-- Supplied passage start --

In March 2016, the FASB issued ASU No. 2016-07, “Investments - Equity Method and Joint Ventures (Topic 323): Simplifying the Transition to the Equity Method of Accounting”. The amendments in this ASU eliminate the requirement that when an investment qualifies for use of the equity method as a result of an increase in the level of ownership interest or degree of influence, an investor must adjust the investment, results of operations, and retained earnings retroactively on a step-by-step basis as if the equity method had been in effect during all previous periods that the investment had been held. The amendments require that the equity method investor add the cost of acquiring the additional interest in the investee to the current basis of the investor’s previously held interest and adopt the equity method of accounting as of the date the investment becomes qualified for equity method accounting. Therefore, upon qualifying for the equity method of accounting, no retroactive adjustment of the investment is required. In addition, the amendments in this ASU require that an entity that has an available-for-sale equity security that becomes qualified for the equity method of accounting recognize through earnings the unrealized holding gain or loss in accumulated other comprehensive income at the date the investment becomes qualified for use of the equity method. The amendments were effective for all entities for fiscal years, and interim periods within those fiscal years, beginning after December 15, 2016. The amendments should be applied prospectively upon their effective date to increases in the level of ownership interest or degree of influence that result in the adoption of the equity method. Early adoption is permitted. The adoption of ASU No. 2016-07 did not have a material effect on our consolidated financial statements.

In March 2016, the FASB issued ASU No. 2016-09, “Compensation - Stock Compensation (Topic 718): Improvements to Employee Shares-Based Payment Accounting”. The amendments in this ASU simplify several aspects of the accounting for share-based payment award transactions including: income tax consequences; classification of awards as either equity or liabilities; and classification on the statement of cash flows. The amendments were effective for public companies for annual periods beginning after December 15, 2016, and interim periods within those annual periods. The adoption of ASU No. 2016-09 did not have a material effect on our consolidated financial statements.

-- Supplied passage end --
-- Data to use start --

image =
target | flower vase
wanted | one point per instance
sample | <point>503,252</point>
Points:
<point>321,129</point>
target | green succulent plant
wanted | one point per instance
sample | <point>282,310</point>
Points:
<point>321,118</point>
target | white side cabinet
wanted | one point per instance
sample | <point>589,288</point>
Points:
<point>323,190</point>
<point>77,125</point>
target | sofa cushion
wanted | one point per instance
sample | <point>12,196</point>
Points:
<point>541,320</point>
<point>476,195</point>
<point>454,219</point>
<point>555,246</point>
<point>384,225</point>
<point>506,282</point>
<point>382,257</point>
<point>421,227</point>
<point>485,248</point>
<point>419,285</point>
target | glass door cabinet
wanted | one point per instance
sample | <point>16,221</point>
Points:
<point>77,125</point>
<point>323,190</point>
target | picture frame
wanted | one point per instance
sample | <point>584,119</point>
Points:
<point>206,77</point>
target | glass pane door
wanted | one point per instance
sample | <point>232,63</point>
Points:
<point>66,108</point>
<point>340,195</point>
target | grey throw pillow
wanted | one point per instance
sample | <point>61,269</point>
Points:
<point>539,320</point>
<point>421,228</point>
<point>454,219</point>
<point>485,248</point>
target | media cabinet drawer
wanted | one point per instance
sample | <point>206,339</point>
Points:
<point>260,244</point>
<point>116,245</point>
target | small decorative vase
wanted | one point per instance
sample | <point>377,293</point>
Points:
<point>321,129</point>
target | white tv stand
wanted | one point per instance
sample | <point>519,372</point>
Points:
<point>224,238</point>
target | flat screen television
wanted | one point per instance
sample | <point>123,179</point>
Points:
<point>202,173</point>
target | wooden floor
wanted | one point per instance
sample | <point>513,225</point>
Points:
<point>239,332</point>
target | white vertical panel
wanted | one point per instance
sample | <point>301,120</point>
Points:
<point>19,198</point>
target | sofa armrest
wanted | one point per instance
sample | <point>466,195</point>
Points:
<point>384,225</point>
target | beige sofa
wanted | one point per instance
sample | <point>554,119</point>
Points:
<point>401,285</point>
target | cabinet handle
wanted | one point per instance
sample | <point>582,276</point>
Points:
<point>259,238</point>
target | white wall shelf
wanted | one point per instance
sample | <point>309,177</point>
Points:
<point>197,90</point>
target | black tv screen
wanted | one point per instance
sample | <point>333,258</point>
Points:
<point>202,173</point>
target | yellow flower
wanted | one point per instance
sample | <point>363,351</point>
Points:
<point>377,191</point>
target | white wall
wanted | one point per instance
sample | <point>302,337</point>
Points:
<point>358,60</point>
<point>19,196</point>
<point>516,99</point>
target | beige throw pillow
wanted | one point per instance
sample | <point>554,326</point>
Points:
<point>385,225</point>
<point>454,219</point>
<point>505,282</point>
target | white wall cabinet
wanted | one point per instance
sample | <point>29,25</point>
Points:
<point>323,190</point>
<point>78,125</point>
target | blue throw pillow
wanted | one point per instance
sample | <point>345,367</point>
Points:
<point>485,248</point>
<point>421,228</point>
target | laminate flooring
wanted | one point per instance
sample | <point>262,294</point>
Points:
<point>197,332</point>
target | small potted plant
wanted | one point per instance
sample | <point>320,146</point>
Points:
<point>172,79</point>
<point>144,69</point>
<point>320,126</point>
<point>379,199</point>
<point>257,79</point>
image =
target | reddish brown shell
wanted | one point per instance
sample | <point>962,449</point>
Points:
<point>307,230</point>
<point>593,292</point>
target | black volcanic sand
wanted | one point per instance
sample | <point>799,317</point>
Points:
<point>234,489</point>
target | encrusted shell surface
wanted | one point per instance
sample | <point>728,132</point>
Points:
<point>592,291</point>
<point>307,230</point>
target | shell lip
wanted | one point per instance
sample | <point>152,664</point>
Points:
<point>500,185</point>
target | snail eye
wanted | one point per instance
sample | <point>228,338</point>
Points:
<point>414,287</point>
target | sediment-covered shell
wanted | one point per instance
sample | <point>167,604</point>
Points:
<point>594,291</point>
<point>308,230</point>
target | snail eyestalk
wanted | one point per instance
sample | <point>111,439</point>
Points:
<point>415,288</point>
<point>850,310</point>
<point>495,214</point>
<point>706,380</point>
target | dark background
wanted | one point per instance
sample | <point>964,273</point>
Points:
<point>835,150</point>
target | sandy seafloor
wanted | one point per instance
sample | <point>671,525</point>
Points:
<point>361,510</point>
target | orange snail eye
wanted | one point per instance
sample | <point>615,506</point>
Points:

-- Data to use end --

[Tasks to carry out]
[A] Rewrite the entries between the lines holding "target | blue throw pillow" and "<point>308,230</point>", inclusive, putting "one point per object" wherever "one point per instance" appears and keeping everything else the same. Give only those lines.
[B] Write the next part of the passage on new accounting standard updates, picking up right after its final sentence.

[Answers for the exercise]
[A]
target | blue throw pillow
wanted | one point per object
sample | <point>345,367</point>
Points:
<point>485,248</point>
<point>421,228</point>
target | laminate flooring
wanted | one point per object
sample | <point>262,294</point>
Points:
<point>197,332</point>
target | small potted plant
wanted | one point per object
sample | <point>320,146</point>
Points:
<point>172,79</point>
<point>144,69</point>
<point>320,126</point>
<point>379,199</point>
<point>257,79</point>
image =
target | reddish brown shell
wanted | one point per object
sample | <point>962,449</point>
Points:
<point>307,230</point>
<point>593,292</point>
target | black volcanic sand
wanted | one point per object
sample | <point>799,317</point>
Points:
<point>234,489</point>
target | encrusted shell surface
wanted | one point per object
sample | <point>728,132</point>
Points:
<point>592,291</point>
<point>307,230</point>
target | shell lip
wanted | one point per object
sample | <point>152,664</point>
Points:
<point>500,185</point>
target | snail eye
wanted | one point per object
sample | <point>228,338</point>
Points:
<point>414,287</point>
target | sediment-covered shell
wanted | one point per object
sample | <point>167,604</point>
Points:
<point>594,291</point>
<point>308,230</point>

[B]
In June 2016, the FASB ASU No. 2016-13, “Financial Instruments-Credit Losses (Topic 326): Measurement of Credit Losses on Financial Instruments”. ASU 2016-13 requires an entity to utilize a new impairment model known as the current expected credit loss (“CECL”) model to estimate its lifetime “expected credit loss” and record an allowance that, when deducted from the amortized cost basis of the financial asset, presents the net amount expected to be collected on the financial asset. The CECL model is expected to result in earlier recognition of credit losses. ASU 2016-13 also requires new disclosures for financial assets measured at amortized cost, loans and available-for-sale debt securities. The updated guidance is effective for interim and annual reporting periods beginning after December 15, 2019, including interim periods within those fiscal years. Early adoption is permitted. Entities will apply the standard’s provisions as a cumulative-effect adjustment to retained earnings as of the beginning of the first reporting period in which the guidance is adopted. We have dedicated staff and resources in place to evaluate the Company’s options including evaluating the appropriate model options and collecting and reviewing loan data for use in these models. The Company is currently still assessing the impact that this new guidance will have on its consolidated financial statements.

In August 2016, the FASB issued ASU No. 2016-15, “Statement of Cash Flows (Topic 230): Classification of Certain Cash Receipts and Cash Payments”. The update addresses eight specific cash flow issues with the objective of reducing the existing diversity in practice. This new accounting guidance will be effective for interim and annual reporting periods beginning after December 15, 2019. The Company does not expect the adoption of the new accounting guidance to have a material effect on the statement of cash flow.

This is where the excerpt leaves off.